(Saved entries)
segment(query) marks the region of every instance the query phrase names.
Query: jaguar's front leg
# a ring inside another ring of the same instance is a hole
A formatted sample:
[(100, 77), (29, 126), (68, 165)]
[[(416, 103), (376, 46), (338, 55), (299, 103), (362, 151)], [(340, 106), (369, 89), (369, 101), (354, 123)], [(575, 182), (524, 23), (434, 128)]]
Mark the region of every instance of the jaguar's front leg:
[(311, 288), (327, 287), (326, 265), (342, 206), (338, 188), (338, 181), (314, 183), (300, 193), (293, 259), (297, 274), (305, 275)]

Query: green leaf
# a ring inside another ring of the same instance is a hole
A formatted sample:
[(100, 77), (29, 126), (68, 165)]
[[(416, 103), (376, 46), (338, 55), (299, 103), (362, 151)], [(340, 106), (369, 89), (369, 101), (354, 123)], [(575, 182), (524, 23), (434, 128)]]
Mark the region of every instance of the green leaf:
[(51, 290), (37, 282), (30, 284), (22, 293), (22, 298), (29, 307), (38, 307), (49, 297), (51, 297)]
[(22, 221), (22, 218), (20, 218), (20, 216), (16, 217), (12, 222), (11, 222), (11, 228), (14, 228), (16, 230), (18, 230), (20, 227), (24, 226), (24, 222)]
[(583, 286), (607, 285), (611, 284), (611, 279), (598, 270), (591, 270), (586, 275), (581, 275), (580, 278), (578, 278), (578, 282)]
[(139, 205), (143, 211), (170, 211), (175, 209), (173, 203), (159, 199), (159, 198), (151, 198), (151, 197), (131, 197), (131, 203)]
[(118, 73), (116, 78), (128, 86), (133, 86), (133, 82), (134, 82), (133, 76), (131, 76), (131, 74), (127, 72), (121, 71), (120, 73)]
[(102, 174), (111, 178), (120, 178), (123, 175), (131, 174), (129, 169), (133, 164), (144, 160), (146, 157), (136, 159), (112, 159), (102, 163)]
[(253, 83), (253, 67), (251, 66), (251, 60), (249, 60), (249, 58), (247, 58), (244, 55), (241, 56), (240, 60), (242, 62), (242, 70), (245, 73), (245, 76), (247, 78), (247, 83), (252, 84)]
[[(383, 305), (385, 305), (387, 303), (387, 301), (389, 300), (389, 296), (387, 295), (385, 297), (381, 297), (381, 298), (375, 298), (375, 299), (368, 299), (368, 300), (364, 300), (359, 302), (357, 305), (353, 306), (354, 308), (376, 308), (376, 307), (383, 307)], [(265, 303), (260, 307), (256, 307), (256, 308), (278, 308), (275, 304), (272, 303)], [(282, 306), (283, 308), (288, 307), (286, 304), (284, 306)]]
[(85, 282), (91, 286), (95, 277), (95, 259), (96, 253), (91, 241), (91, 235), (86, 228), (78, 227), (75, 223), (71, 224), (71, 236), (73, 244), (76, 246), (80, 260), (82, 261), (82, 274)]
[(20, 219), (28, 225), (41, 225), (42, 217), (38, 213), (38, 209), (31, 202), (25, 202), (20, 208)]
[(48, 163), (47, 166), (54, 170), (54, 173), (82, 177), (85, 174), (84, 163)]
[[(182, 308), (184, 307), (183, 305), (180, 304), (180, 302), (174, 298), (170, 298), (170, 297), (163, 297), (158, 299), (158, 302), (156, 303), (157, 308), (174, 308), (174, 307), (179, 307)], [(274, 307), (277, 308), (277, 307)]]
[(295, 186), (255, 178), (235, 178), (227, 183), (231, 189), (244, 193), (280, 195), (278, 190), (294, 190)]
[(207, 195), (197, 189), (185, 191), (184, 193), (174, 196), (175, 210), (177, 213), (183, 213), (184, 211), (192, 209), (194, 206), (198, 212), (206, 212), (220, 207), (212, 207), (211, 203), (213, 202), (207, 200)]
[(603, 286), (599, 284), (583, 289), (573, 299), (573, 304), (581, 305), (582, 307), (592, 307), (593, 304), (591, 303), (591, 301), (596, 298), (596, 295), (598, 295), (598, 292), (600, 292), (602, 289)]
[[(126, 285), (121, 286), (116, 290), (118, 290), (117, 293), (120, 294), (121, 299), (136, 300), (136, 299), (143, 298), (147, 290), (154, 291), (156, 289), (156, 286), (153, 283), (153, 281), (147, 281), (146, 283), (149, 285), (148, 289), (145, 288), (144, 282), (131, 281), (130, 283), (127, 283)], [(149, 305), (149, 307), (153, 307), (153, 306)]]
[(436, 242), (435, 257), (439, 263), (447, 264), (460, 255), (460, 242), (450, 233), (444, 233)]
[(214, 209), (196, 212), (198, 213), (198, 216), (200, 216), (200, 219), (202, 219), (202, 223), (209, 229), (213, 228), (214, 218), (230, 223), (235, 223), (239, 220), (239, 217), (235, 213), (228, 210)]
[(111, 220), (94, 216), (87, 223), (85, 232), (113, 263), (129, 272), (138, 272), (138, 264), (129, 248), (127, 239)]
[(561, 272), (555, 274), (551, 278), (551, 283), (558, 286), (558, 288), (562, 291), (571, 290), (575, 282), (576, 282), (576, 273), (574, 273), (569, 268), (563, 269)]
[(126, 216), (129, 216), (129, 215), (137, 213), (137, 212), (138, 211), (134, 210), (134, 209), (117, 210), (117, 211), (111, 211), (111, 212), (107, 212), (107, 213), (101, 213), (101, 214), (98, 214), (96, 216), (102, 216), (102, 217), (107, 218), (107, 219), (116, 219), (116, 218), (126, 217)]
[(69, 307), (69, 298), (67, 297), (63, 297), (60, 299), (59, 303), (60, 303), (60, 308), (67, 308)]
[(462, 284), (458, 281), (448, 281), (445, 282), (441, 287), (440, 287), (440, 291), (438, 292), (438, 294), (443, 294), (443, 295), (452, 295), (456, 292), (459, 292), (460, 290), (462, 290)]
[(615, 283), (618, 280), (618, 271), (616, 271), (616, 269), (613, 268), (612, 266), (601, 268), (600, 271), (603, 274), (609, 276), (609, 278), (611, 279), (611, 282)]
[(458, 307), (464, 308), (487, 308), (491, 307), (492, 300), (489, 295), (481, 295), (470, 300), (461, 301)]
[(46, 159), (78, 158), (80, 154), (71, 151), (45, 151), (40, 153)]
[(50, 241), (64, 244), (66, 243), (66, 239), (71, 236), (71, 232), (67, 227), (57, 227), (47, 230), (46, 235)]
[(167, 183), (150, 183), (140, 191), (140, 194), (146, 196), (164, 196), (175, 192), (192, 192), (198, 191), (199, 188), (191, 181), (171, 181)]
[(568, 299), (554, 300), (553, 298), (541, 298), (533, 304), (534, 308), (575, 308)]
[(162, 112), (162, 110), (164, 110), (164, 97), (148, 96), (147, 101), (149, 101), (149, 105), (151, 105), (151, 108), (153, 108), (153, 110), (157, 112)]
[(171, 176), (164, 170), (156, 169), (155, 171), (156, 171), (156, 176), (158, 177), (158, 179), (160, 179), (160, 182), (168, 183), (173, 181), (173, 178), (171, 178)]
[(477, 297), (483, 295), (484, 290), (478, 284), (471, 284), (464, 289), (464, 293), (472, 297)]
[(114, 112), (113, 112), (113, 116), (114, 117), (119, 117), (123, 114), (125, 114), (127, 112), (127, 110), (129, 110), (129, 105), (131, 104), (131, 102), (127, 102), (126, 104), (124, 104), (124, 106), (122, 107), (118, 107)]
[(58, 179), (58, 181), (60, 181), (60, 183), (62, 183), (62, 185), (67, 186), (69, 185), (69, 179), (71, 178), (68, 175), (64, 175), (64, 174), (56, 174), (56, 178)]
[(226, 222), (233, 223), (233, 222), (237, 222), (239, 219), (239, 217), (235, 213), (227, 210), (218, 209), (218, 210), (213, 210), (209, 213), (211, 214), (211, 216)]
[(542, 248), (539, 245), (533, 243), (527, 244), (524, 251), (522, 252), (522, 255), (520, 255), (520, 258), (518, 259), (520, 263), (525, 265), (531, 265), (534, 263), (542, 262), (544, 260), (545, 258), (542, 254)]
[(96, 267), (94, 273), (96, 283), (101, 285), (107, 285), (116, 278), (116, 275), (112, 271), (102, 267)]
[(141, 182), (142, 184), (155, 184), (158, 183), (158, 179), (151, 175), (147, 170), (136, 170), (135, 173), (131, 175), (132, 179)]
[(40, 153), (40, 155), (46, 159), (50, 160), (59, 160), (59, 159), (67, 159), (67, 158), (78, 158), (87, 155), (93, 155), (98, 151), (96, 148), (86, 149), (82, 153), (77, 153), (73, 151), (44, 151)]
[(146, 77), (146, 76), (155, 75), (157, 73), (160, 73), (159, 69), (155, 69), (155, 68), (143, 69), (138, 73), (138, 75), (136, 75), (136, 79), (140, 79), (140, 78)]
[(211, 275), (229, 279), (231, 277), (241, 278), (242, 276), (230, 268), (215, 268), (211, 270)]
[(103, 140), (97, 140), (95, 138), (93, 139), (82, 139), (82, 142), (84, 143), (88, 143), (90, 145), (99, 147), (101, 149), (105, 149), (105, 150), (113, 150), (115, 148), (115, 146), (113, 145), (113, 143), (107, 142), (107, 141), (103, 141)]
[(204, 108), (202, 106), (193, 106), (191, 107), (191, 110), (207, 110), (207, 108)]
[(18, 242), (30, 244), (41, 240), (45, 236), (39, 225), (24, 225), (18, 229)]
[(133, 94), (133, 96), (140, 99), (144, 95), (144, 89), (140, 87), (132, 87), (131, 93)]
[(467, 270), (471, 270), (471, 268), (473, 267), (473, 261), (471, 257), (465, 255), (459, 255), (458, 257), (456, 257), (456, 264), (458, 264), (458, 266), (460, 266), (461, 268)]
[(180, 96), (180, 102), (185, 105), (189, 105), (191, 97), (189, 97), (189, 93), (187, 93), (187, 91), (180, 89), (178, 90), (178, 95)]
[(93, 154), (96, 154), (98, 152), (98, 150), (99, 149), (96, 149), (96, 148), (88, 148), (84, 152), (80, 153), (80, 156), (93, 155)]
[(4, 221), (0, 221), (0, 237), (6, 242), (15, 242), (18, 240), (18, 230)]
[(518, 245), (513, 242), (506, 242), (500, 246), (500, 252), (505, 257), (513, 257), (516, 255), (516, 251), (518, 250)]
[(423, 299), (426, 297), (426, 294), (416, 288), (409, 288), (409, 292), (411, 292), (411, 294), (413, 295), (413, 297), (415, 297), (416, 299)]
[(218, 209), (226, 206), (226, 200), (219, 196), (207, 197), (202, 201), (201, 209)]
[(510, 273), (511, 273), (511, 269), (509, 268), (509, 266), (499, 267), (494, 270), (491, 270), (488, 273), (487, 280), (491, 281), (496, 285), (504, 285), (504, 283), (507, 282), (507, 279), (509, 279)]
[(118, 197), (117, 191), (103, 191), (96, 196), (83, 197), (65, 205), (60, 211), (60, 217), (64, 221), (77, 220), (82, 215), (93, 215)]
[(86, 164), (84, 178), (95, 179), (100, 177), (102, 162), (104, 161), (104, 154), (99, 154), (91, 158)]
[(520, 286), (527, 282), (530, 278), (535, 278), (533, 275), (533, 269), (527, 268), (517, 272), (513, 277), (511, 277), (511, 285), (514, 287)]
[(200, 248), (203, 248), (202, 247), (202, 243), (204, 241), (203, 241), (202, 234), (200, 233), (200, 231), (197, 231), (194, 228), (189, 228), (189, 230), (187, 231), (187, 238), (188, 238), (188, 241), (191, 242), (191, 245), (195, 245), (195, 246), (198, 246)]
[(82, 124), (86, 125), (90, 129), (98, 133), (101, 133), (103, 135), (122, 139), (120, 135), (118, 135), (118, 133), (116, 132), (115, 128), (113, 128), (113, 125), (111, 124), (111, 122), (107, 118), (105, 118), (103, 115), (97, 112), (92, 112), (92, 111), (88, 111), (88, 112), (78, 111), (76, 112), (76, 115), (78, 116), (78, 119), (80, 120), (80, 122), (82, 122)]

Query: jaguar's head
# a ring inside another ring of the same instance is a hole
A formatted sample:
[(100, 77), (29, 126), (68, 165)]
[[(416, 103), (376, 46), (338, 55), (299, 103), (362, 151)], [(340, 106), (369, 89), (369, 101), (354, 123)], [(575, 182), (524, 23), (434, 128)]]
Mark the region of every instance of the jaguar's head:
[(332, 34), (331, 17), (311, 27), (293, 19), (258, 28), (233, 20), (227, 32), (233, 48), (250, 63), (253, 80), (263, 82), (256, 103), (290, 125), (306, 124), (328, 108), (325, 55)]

TASK: Search the records for the word "head", then list every line that has it.

RESPONSE TO THIS EXERCISE:
Query: jaguar's head
Mark the region of every instance of the jaguar's head:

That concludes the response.